To do — Edit the part of the listing below that starts at the line containing "Can you find the standing" and ends at the line containing "[[518, 203]]": write out only those lines again, changing "beard" to "mustache" and keeping everything else the same.

Given information —
>>>>
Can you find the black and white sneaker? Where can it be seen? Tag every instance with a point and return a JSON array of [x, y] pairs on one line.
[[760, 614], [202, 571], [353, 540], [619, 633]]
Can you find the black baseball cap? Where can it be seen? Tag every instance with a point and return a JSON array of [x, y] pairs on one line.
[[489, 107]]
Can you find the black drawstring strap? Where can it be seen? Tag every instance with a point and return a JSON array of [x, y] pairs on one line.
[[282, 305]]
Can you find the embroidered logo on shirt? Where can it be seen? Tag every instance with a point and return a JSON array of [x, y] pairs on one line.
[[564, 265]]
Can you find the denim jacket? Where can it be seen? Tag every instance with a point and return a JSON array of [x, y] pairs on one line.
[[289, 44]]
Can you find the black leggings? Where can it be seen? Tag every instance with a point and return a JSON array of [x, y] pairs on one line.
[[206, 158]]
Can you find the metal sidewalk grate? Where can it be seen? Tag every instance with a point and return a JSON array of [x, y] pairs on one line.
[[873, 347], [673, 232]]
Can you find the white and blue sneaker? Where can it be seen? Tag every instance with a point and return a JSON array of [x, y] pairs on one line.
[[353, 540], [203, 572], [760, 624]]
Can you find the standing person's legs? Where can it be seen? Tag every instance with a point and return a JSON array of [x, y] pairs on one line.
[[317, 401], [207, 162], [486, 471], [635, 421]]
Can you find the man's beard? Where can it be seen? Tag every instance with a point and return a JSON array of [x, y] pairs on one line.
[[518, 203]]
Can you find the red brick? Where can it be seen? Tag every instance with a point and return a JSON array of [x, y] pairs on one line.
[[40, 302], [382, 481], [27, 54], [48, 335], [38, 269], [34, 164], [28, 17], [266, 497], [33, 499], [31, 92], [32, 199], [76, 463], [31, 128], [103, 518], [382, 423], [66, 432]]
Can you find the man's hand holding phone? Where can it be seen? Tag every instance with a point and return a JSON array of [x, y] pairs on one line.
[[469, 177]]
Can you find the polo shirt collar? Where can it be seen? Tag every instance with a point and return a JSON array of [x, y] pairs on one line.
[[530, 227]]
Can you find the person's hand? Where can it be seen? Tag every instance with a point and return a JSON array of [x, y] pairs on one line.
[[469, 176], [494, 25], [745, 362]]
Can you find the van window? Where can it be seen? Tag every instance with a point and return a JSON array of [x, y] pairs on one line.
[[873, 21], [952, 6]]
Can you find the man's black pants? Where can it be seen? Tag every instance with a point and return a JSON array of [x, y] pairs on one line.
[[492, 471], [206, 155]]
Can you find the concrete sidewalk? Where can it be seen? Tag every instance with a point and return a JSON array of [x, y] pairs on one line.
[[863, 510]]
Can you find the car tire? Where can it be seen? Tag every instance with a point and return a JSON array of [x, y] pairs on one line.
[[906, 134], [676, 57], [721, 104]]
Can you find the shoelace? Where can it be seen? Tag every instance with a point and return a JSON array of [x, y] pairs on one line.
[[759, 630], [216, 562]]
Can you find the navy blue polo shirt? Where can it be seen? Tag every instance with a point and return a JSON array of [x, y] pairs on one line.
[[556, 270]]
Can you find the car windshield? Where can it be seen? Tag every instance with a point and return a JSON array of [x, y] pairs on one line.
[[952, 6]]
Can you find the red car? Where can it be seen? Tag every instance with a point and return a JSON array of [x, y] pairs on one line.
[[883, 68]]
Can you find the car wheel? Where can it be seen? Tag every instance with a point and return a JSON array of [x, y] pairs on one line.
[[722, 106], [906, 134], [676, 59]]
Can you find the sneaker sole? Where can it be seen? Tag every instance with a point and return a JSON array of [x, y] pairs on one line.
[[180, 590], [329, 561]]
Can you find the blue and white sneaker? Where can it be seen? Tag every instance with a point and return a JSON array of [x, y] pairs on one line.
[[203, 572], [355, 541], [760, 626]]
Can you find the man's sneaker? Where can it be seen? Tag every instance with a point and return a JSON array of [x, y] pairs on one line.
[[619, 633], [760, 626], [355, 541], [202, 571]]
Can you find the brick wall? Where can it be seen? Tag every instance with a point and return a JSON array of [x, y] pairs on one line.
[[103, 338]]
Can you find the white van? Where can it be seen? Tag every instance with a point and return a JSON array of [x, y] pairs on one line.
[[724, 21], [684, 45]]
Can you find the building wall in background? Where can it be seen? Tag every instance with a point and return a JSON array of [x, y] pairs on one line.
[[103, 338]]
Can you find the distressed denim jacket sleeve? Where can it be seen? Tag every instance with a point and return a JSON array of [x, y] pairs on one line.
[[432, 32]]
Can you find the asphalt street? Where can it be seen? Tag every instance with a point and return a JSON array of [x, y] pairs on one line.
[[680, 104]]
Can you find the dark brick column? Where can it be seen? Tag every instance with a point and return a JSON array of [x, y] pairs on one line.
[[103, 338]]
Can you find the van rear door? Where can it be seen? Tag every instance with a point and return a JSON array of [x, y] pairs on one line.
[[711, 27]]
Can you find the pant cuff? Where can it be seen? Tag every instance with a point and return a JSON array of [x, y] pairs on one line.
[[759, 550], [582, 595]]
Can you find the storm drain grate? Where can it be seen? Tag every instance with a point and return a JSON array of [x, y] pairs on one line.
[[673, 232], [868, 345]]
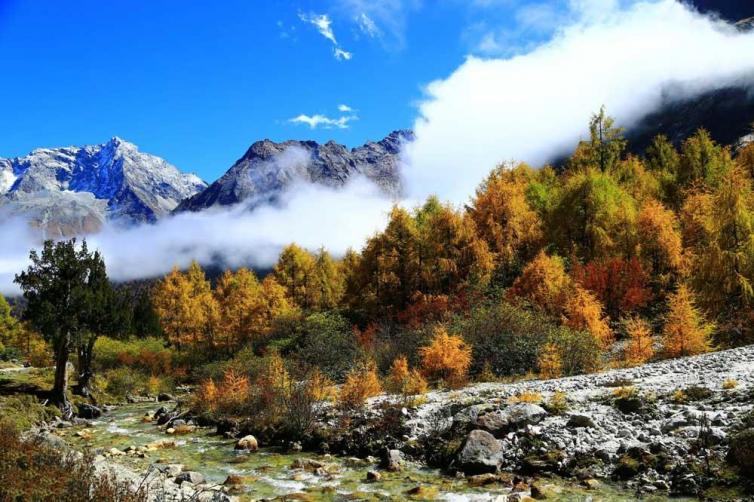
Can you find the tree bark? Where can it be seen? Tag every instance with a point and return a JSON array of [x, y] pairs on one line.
[[86, 373], [60, 387]]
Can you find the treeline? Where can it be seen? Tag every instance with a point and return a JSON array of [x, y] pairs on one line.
[[610, 259], [544, 270]]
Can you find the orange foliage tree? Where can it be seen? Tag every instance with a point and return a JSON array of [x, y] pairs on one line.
[[685, 332], [550, 363], [504, 218], [545, 283], [619, 283], [639, 348], [447, 358], [361, 383], [187, 309]]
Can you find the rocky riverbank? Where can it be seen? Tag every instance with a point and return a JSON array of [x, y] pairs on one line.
[[672, 428], [659, 428]]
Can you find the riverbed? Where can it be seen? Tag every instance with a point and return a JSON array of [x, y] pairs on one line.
[[270, 473]]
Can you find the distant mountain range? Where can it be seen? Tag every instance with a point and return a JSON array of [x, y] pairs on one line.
[[267, 168], [74, 190]]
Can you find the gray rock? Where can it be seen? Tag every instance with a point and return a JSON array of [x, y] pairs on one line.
[[74, 190], [512, 417], [580, 421], [481, 453], [193, 477], [393, 460], [89, 411], [267, 168]]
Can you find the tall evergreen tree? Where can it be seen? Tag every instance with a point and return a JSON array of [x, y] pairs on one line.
[[67, 294]]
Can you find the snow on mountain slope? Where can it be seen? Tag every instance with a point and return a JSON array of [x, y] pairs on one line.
[[74, 190]]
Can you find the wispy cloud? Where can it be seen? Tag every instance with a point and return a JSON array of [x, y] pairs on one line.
[[367, 26], [340, 54], [323, 24], [383, 20], [318, 120]]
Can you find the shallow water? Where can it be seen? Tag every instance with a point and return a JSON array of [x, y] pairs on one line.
[[269, 473]]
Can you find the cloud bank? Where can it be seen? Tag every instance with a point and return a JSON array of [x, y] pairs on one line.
[[529, 107], [535, 106], [311, 215]]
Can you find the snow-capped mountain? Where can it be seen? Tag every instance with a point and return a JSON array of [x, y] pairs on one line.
[[267, 168], [74, 190]]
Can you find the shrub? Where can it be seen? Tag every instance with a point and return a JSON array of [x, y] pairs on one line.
[[526, 397], [446, 359], [147, 354], [34, 470], [742, 451], [550, 363], [557, 404], [405, 382], [361, 384], [327, 341], [506, 338], [579, 351]]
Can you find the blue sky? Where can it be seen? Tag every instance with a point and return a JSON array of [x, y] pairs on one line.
[[198, 85]]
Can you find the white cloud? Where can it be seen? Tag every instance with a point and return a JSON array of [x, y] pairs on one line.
[[385, 20], [367, 26], [323, 23], [340, 54], [535, 106], [530, 107], [311, 215], [314, 121]]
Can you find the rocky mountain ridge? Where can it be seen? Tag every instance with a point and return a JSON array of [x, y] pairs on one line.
[[267, 168], [75, 190]]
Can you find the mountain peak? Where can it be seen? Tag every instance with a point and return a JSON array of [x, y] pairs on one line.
[[263, 173]]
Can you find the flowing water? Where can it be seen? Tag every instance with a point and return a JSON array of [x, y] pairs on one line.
[[269, 473]]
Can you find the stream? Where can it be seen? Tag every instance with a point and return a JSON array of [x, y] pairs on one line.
[[268, 473]]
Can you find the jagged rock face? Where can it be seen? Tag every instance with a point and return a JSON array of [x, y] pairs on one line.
[[69, 191], [267, 168]]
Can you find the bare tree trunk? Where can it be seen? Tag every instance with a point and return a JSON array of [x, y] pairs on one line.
[[59, 396], [86, 372]]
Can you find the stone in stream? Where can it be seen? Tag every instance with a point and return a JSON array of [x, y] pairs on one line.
[[580, 421], [513, 417], [248, 443], [393, 460], [89, 411], [193, 477], [481, 453]]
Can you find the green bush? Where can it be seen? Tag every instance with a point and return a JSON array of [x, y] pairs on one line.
[[580, 352], [326, 341]]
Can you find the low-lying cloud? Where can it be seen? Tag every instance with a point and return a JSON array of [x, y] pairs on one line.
[[311, 215], [536, 106], [531, 107]]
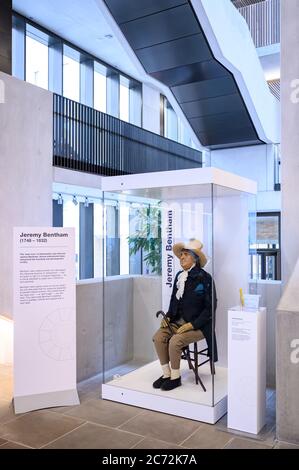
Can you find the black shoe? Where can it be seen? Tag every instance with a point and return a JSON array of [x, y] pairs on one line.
[[171, 384], [160, 381]]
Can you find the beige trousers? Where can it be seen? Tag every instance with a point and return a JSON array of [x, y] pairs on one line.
[[169, 348]]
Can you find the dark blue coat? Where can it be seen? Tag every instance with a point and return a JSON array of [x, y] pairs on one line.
[[197, 305]]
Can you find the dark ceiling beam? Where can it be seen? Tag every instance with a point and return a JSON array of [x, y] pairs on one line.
[[245, 3], [167, 38]]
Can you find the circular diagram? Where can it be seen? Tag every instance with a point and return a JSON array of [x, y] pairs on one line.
[[56, 335]]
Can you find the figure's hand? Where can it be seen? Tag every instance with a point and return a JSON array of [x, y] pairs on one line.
[[164, 323], [185, 327]]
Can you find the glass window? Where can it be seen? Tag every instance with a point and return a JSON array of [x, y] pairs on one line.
[[265, 249], [124, 99], [100, 89], [71, 74], [37, 62], [71, 218], [98, 239]]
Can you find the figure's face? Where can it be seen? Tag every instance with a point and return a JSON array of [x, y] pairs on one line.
[[186, 260]]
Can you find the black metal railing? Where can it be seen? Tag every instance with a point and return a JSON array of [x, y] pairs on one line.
[[94, 142]]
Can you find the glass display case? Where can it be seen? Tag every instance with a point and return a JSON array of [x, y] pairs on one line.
[[158, 214]]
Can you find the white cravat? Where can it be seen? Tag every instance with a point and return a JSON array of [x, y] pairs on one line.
[[182, 278]]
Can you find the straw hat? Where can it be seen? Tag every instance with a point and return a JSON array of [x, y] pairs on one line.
[[193, 245]]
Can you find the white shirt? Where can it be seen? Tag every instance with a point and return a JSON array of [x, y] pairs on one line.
[[182, 278]]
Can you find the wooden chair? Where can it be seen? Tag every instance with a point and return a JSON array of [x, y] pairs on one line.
[[194, 356]]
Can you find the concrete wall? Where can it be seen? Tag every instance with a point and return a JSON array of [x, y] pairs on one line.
[[288, 311], [25, 169], [118, 325], [256, 163], [147, 301]]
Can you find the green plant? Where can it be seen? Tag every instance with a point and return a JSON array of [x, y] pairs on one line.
[[147, 237]]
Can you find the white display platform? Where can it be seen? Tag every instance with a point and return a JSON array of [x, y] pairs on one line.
[[246, 369], [187, 401]]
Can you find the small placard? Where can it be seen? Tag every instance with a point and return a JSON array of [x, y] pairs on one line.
[[251, 301]]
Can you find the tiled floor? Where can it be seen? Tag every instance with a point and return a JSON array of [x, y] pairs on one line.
[[101, 424]]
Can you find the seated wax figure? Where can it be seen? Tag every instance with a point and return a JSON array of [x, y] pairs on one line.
[[190, 313]]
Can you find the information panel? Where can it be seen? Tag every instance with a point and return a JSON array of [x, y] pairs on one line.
[[44, 318]]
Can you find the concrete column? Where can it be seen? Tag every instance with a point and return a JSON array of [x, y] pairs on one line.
[[6, 36], [287, 371]]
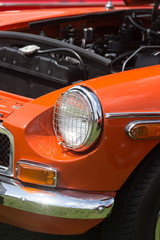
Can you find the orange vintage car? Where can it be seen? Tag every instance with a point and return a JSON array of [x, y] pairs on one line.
[[80, 118]]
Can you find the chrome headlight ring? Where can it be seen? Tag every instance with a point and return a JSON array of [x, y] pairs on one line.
[[77, 118]]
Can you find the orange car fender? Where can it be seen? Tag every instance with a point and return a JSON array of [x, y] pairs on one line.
[[106, 166]]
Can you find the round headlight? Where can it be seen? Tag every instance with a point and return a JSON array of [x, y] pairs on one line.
[[77, 118]]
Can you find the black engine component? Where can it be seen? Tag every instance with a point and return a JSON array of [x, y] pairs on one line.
[[56, 70], [147, 58]]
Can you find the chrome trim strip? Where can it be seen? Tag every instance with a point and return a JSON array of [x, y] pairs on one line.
[[131, 125], [54, 203], [8, 171], [46, 167], [132, 115]]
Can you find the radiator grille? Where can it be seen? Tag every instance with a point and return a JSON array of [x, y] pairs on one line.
[[4, 150]]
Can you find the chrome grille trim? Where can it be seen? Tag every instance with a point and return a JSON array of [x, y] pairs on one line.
[[8, 171]]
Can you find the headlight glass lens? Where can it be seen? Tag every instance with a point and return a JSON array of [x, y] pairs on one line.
[[73, 119]]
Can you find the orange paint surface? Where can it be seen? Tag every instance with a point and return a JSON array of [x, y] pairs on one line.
[[107, 166]]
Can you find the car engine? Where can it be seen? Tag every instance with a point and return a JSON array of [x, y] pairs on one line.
[[54, 53]]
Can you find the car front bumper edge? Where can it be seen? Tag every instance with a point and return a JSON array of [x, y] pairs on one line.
[[54, 202]]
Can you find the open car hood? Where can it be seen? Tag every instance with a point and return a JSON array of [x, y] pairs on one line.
[[137, 2]]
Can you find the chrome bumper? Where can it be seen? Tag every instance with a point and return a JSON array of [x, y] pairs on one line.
[[54, 202]]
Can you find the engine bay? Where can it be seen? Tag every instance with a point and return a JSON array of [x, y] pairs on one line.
[[55, 53]]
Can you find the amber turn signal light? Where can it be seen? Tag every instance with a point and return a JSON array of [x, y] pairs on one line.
[[144, 129], [36, 174]]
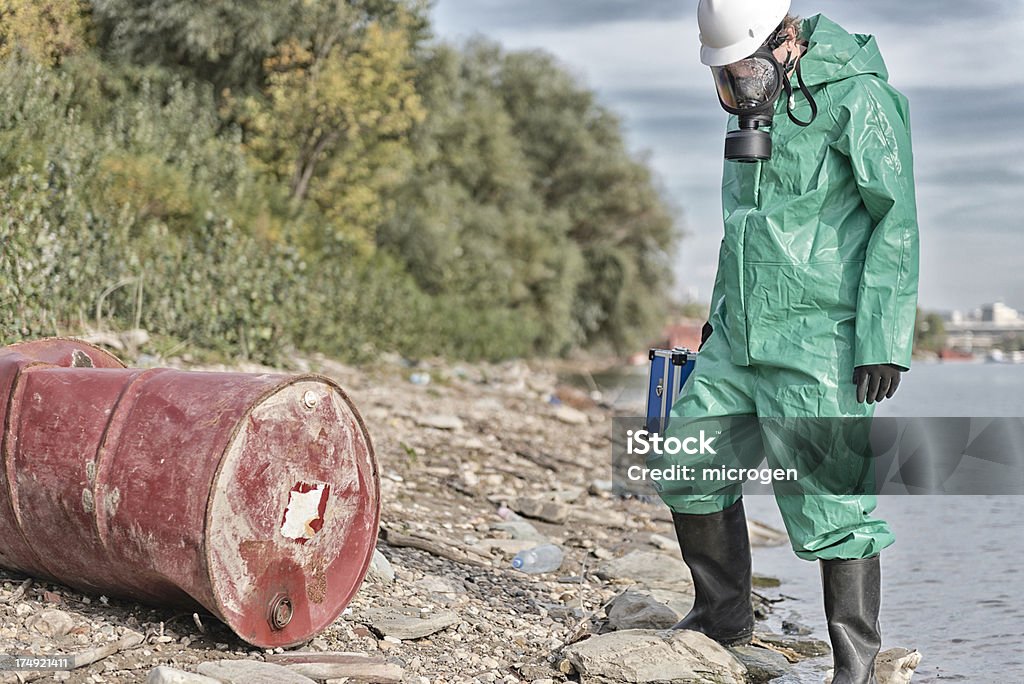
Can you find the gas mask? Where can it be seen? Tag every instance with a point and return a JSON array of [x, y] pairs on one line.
[[750, 88]]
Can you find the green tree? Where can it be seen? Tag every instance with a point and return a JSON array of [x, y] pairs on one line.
[[45, 32], [581, 166], [333, 124]]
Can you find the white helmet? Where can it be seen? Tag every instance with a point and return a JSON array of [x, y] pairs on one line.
[[733, 30]]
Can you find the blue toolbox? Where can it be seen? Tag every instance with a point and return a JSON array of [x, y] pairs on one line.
[[669, 371]]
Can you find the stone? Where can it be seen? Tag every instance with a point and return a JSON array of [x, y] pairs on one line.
[[542, 509], [51, 622], [647, 655], [336, 666], [520, 529], [436, 585], [165, 675], [664, 543], [637, 610], [507, 548], [439, 422], [763, 665], [570, 416], [793, 627], [895, 666], [647, 568], [765, 582], [251, 672], [407, 627], [802, 645], [380, 569]]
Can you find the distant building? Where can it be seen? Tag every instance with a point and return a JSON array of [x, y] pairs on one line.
[[983, 329]]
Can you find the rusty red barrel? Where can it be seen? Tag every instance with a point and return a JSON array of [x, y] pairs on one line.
[[254, 496]]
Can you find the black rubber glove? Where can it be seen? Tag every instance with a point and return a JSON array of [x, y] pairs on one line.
[[705, 334], [876, 382]]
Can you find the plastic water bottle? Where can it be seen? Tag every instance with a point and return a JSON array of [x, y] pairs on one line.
[[544, 558]]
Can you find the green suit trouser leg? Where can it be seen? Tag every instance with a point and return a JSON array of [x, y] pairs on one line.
[[821, 523]]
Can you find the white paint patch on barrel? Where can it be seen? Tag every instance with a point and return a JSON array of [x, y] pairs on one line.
[[302, 516]]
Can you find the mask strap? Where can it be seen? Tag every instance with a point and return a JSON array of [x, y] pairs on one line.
[[792, 100]]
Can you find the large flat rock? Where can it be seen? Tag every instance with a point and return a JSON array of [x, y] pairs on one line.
[[640, 656], [651, 569], [647, 609]]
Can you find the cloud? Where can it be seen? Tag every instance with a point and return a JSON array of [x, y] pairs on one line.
<<<<
Correct output —
Can you find the standing person's legs? Where can it be seen? Tag every instance with a point and return a JSON array of [x, y] pairs on one line.
[[317, 401], [207, 162], [486, 471], [635, 421]]
Can you find the man's mustache? Where can it be seen? Tag every instance with a point and return a JSON array of [x, y] pairs on one line.
[[518, 203]]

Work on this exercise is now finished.